## [YOUR TASK]
Copy out every line in the records that contains the word "white".

## [DATASET ENTRIES]
○ ○ ○
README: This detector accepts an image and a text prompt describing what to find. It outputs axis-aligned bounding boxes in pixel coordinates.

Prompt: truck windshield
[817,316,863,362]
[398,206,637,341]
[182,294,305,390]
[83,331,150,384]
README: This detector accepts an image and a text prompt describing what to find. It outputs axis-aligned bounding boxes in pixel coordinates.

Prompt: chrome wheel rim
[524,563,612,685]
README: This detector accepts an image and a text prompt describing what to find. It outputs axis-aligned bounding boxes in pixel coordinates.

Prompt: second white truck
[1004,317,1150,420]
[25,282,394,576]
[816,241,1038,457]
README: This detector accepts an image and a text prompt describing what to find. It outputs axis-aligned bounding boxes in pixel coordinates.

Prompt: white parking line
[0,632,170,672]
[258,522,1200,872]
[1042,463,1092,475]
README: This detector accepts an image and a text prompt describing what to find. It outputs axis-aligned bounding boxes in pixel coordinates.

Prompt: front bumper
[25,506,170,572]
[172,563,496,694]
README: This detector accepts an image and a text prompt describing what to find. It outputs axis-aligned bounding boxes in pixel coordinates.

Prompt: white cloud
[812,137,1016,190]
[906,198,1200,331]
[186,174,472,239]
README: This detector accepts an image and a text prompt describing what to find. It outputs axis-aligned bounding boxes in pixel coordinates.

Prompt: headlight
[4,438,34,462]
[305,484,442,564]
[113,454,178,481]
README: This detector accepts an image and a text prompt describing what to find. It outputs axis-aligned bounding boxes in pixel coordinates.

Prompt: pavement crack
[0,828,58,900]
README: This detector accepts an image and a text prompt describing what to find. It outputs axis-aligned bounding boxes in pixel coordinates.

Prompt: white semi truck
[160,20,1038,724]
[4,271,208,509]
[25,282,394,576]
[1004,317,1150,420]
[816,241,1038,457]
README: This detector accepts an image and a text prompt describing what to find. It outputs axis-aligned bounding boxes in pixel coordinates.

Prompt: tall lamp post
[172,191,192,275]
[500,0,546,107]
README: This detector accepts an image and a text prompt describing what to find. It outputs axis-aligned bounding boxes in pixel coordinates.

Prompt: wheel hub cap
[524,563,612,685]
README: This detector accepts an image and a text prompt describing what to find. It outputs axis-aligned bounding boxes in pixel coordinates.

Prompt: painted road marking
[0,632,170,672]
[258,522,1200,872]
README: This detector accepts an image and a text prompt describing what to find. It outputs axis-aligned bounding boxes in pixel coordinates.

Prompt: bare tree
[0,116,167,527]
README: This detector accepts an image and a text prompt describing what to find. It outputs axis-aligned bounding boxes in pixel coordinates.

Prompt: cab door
○ ○ ○
## [THE ANSWER]
Prompt: second white truck
Prompt: white parking line
Prompt: white cloud
Prompt: white semi truck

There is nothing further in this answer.